Your answer should be exactly the lines from the one that contains "the chair leg" through the final line of the entries below, and nothing else.

══ Data shown

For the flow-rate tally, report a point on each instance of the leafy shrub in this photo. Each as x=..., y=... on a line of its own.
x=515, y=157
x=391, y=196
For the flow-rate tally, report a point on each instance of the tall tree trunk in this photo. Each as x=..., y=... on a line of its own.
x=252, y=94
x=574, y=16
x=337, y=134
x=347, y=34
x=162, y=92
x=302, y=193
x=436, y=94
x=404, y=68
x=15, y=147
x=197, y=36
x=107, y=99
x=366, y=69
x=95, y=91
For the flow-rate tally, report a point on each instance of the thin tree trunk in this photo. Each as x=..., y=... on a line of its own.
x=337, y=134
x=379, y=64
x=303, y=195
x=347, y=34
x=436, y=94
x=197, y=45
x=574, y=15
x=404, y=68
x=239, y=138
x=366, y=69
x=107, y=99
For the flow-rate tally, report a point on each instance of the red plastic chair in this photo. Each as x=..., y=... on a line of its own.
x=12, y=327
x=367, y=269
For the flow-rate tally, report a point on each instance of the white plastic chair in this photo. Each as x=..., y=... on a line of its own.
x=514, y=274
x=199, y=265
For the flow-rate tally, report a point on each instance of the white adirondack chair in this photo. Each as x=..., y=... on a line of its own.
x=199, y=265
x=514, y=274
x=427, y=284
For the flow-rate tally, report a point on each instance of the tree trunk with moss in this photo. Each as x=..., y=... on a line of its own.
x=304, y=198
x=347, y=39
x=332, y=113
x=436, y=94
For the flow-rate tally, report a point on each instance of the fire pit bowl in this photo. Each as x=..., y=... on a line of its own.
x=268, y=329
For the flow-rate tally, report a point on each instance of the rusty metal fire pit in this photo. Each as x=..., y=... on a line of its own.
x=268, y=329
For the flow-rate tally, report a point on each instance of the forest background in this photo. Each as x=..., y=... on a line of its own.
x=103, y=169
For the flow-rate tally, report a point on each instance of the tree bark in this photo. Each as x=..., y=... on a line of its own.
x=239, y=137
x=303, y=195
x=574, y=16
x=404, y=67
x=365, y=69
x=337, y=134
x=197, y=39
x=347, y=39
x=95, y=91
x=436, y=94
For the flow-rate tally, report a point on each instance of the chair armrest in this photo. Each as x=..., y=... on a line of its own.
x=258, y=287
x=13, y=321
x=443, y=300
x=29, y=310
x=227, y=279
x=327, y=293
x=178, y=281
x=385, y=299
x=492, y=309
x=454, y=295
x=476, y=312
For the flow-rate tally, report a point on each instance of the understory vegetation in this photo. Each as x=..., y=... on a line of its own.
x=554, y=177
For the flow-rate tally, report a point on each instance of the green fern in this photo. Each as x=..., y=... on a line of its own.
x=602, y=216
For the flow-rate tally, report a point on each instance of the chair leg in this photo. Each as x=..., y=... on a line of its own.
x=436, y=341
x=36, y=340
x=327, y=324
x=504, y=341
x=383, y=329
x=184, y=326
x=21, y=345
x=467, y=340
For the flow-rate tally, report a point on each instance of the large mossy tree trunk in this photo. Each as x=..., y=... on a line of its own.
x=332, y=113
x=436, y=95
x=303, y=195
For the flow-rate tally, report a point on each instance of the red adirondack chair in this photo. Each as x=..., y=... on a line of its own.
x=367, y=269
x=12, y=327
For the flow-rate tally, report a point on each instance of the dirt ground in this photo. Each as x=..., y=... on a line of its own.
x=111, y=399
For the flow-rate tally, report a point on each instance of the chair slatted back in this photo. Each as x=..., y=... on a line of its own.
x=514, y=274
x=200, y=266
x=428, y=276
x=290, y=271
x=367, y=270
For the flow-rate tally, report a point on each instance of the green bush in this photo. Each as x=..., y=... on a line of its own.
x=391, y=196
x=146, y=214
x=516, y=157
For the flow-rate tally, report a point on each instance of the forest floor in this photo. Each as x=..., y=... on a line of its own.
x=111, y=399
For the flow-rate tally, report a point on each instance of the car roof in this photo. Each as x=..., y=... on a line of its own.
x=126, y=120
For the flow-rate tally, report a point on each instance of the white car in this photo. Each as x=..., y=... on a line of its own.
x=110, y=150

════

◆ Result
For the flow-rate tally, report a point on each instance of the chair leg in this photo. Each as x=..., y=... on a line of its own.
x=436, y=341
x=36, y=340
x=327, y=324
x=504, y=341
x=383, y=329
x=184, y=326
x=21, y=345
x=467, y=340
For the flow-rate tally, report a point on each instance of the large mossy tree trunk in this photo. Each as x=..., y=... on a line of its own.
x=332, y=113
x=436, y=95
x=303, y=195
For the flow-rate tally, report a point on each instance of the red adirondack chair in this photo. Each as x=..., y=... on a line of its own.
x=367, y=269
x=12, y=327
For the flow-rate tally, report a point on each instance of the dirt ground in this photo. Each as x=..., y=... on a line of its own.
x=111, y=399
For the flow-rate tally, report a point on each instance of the chair slatted back in this photo. Each as x=..., y=... on a line of its own.
x=514, y=274
x=200, y=266
x=428, y=276
x=290, y=271
x=367, y=270
For the flow-rate tally, report a point on each instance of the green bush in this photo. Each as x=..., y=... on a line of its own.
x=391, y=196
x=146, y=214
x=516, y=157
For the flow-rate tally, report a point on each instance of the forest floor in this photo. Each as x=..., y=... on a line of its own.
x=111, y=399
For the flow-rate tally, report a point on each instance of the car roof in this photo. Each as x=..., y=... on a line of its own.
x=126, y=120
For the flow-rate tally, report a point on each instance of the white car in this photo. Each as x=..., y=... on a line of its own.
x=110, y=150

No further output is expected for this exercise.